Among the entries below, the lines from the one with "one marker per instance, written like [416,311]" up to and including the one with "one marker per instance, written like [281,10]" are to be restated exactly, without pictures.

---

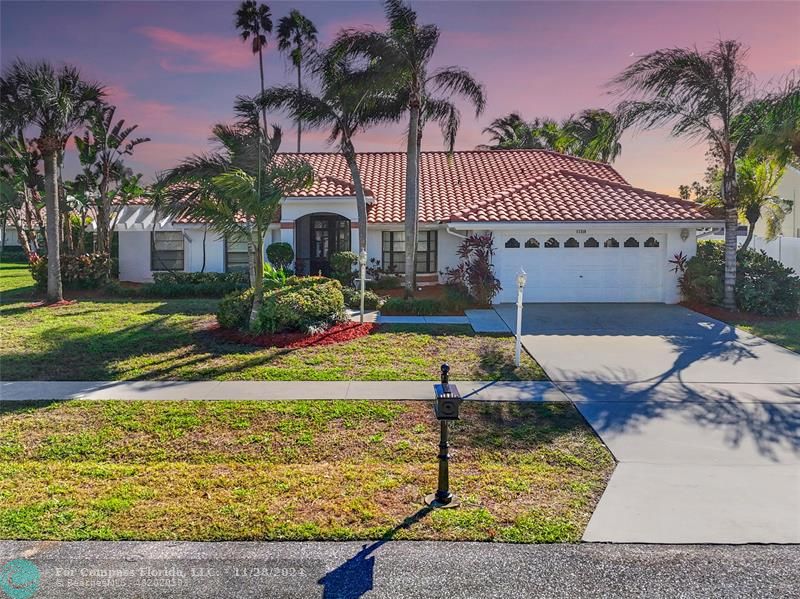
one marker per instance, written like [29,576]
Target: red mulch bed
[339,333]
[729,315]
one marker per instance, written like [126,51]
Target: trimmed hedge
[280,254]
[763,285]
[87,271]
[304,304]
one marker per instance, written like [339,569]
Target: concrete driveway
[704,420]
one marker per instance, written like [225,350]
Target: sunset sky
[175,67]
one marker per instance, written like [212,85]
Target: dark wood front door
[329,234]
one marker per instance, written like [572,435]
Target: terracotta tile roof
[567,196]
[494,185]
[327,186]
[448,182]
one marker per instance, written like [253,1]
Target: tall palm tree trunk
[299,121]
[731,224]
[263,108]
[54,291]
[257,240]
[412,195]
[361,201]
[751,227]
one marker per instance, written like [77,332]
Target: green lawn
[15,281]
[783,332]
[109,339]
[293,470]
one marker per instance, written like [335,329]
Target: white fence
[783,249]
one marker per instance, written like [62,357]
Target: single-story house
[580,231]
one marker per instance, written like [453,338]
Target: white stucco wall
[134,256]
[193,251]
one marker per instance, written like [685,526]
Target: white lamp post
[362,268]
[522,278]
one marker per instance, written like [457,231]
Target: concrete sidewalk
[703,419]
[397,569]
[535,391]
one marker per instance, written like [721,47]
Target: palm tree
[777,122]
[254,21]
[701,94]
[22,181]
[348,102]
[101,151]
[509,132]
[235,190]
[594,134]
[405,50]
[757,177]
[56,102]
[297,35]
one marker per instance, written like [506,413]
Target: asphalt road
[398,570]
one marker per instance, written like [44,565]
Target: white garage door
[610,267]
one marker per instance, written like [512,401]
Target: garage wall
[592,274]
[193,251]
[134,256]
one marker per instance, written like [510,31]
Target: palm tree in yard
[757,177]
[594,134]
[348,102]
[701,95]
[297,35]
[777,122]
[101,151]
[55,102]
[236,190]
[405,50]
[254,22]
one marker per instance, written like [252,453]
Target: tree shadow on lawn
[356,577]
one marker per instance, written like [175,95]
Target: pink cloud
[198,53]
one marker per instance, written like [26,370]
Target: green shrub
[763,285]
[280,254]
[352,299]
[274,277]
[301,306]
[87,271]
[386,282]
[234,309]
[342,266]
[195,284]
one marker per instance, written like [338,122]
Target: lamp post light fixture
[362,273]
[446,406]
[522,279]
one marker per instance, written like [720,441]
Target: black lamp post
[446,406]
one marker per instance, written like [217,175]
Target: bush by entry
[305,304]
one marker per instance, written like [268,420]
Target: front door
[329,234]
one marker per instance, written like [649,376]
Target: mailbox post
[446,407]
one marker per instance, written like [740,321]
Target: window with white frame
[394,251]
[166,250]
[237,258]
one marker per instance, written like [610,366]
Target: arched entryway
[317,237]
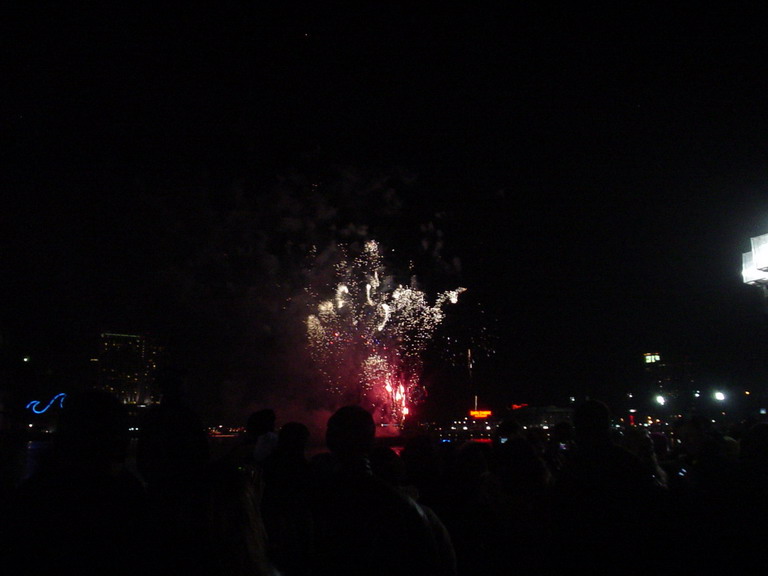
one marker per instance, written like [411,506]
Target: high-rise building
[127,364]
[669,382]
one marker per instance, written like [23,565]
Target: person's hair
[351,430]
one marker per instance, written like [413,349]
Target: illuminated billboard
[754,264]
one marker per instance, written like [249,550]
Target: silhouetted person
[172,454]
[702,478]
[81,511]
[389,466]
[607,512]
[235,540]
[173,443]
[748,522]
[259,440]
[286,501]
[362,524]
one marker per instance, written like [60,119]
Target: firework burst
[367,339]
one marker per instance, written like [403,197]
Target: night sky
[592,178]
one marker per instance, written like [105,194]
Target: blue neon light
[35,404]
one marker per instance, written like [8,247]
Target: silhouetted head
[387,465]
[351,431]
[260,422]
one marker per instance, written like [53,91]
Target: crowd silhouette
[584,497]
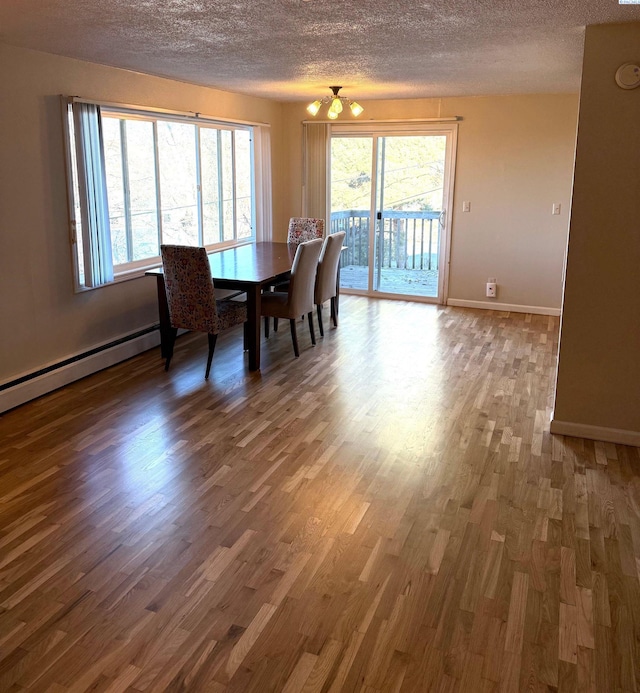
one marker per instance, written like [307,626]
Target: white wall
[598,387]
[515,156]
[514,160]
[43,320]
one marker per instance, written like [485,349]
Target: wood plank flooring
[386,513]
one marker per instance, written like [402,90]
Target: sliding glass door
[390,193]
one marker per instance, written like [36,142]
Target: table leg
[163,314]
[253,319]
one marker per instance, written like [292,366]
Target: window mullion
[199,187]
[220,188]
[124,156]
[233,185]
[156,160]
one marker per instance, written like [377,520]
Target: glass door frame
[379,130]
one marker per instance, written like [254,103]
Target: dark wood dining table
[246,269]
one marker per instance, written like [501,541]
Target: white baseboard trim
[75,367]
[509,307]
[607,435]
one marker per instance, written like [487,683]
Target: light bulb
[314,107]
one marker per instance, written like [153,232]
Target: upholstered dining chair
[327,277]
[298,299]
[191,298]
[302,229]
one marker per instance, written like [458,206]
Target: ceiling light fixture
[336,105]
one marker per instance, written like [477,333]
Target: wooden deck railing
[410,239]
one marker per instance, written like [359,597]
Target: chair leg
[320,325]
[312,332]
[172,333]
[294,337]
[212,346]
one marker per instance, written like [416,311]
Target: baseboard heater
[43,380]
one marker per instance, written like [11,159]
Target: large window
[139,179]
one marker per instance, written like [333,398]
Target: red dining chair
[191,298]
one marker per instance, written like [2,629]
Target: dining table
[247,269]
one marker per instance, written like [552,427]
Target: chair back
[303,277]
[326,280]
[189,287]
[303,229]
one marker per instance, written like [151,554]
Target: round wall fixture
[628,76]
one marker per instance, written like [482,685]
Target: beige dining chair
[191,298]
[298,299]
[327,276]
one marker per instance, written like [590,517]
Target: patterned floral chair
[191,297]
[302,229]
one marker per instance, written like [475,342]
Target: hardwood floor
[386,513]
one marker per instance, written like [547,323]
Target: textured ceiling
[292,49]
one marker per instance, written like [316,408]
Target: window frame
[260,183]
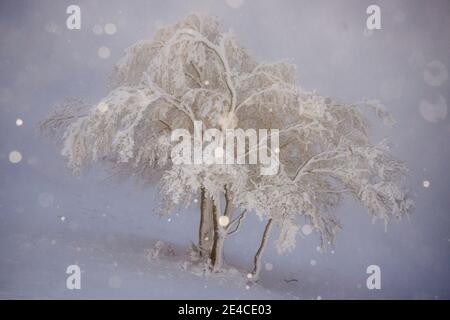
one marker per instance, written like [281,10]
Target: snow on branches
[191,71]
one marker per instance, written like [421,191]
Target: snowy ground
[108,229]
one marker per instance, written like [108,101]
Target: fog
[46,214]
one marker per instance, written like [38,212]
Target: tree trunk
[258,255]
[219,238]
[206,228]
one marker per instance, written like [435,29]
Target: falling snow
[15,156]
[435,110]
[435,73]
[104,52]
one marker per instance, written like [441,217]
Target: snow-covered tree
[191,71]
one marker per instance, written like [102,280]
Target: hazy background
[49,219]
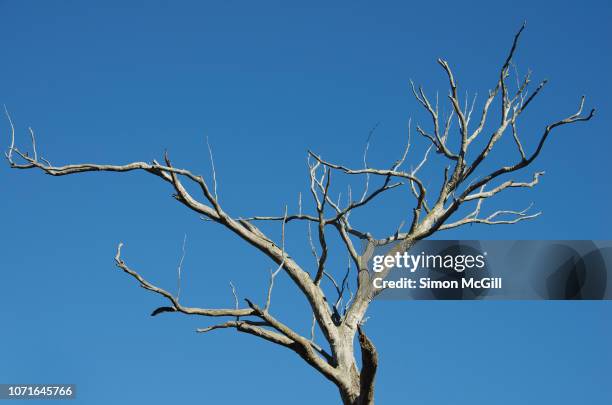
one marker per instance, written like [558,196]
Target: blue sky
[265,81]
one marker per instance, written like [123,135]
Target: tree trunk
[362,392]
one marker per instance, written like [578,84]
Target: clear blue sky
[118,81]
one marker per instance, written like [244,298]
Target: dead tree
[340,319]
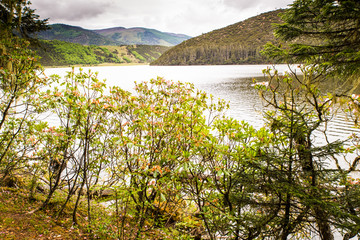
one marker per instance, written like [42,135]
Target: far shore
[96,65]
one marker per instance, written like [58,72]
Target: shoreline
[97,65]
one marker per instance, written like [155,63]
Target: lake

---

* _Result for this exercise_:
one marker per instance, written like [416,311]
Target: baseboard heater
[43,380]
one marker per instance, written like [11,159]
Target: large window
[139,179]
one marker per instance, written like [333,398]
Target: red dining chair
[191,298]
one marker per instance, written like [2,629]
Target: dining table
[247,269]
one marker per instance, written like [552,427]
Target: chair back
[303,277]
[326,280]
[189,287]
[303,229]
one marker per instance, written like [151,554]
Target: round wall fixture
[628,76]
one marker per instance, written like [482,685]
Target: beige dining chair
[191,298]
[298,299]
[327,276]
one marker per instance, written like [590,517]
Target: patterned floral chair
[191,297]
[302,229]
one marker per instance, written like [475,342]
Target: hardwood floor
[386,513]
one marker per instance, written like [547,323]
Target: textured ceiling
[292,49]
one marker per instance, written like [316,408]
Target: window frame
[260,183]
one marker per instance, written like [281,10]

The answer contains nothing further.